= Consignes =
A) Répondez à ces questions sur l'article consacré à la foudre et au tonnerre :
(i) Comment l'article définit-il le tonnerre ?
(ii) Quelle phrase illustre l'emploi de « tonnerre » au sens de « foudre » ?
(iii) À quel siècle se rattache la citation de Villon ?
B) D'après l'article sur la foudre et le tonnerre, pourquoi peut-on dire que le tonnerre est tombé sur une maison ?
C) Donnez la suite de l'article sur la foudre et le tonnerre, après sa dernière phrase.

··· Extrait du document ···

FOUDRE, TONNERRE. La foudre est le feu électrique que lance la décharge. Le tonnerre est le bruit qui accompagne cette décharge. On entend un coup de tonnerre ; on est frappé d'un coup de foudre. Mais par extension tonnerre peut se prendre pour foudre : le tonnerre est tombé sur la maison.

HISTORIQUE

XIe s. Chéent i fuldres et menut et souvent, Ch. de Rol. CIX.

XIIe s. Ses darz ad trait, e departid ad les bons des mals ; fuildre mustrad, Rois, p. 207.

XIIIe s. Descendi uns orages de devers Ocident, En l'ost aus Sarasins cheï hidousement ; Moult en furent li nos [les nôtres] en grant effréement, Et li Sarrasin plus où li fodres descent, Ch. d'Ant. VII, 551. [Le feu grégeois] faisoit tel bruit qu'il sembloit que ce fust fouldre qui cheust du ciel, Joinville, p. 39, dans DU CANGE.

XVe s. Si je n'eusse esté si hastif De mettre le feu en la pouldre, J'eusse destruit et mis en foudre Tant quanque avoit de damoiselles, Villon, Arch. de Bagnolet.

XVIe s. Il tonnoit, il esclairoit en harenguant, et il portoit sur sa langue une fouldre terrible, Amyot, Péric. 13. Ptolomaeus, celuy qui fut surnommé la foudre, Amyot, Pyrrh. 49. Nous le vismes dedans nos fauxbourgs, avec son armée, comme un foudre de guerre, qui devança nos pensées et les vostres, Sat. Mén. p. 151. Le seul homme ne meurt point s'il ne tombe sur la partie frappée du foudre, ou s'il n'est tourné par force du costé d'où la foudre vient, Paré, IX, Préf. Le tonnerre ordinairement n'a qu'un coup, qu'une foudre et ne frappe qu'un homme à la fois, Paré, ib. [Ils] guerpirent le fort, fuyans comme fouldre, Hist. du chev. Bayard, p. 126, dans LACURNE.

··· Données fournies ···

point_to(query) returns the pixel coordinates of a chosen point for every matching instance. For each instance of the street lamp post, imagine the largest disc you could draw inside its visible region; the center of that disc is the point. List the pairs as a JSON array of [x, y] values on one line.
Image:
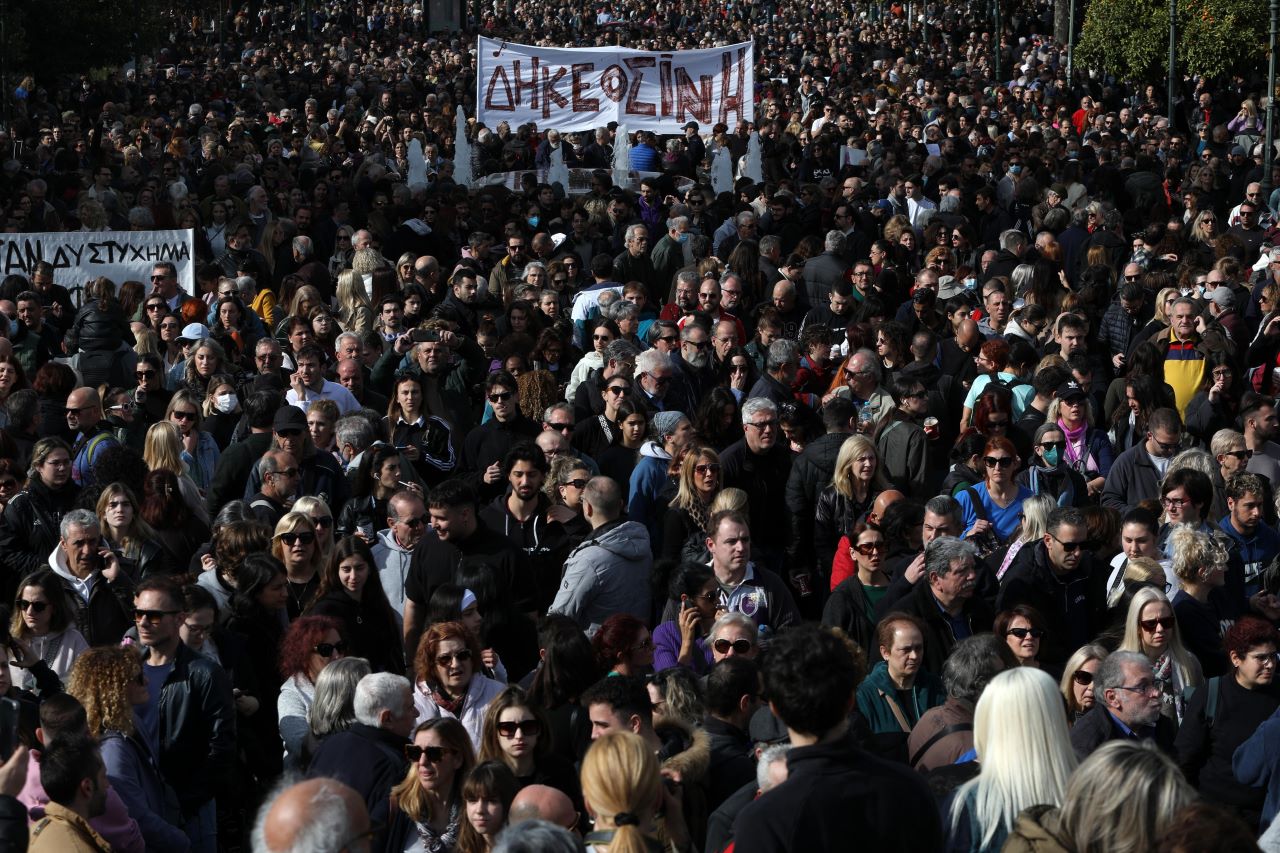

···

= Résultats =
A)
(i) C'est le bruit qui accompagne la décharge.
(ii) « le tonnerre est tombé sur la maison »
(iii) Au XVe siècle.

B) Par extension, le mot « tonnerre » peut s'employer pour « foudre ». Au sens propre, le tonnerre n'est que le bruit qui accompagne la décharge, alors que la foudre est le feu électrique qu'elle lance et qui frappe.

C)
ÉTYMOLOGIE

Provenç. foldre, folzer ; ital. fólgore ; du lat. fulgur, la foudre, du même radical que fulgere, briller, sanscr. bhraj, briller, brûler.

SUPPLÉMENT AU DICTIONNAIRE

1. FOUDRE. Ajoutez :
13 Terme de marine. Souffler en foudre, se dit du vent soufflant par coups d'une extrême violence. Toute la nuit, le vent a soufflé en foudre, la mer était très menaçante…, Journ. offic. 31 août 1875, p. 7402, 3e col. Les rafales tombaient avec une telle violence que, par moments, on eût cru entendre le tonnerre ; le vent, qui n'a pas cessé depuis ce matin de souffler en foudre, a déjà causé de nombreux dégâts, ib. 19 déc. 1874, p. 8163, 3e col.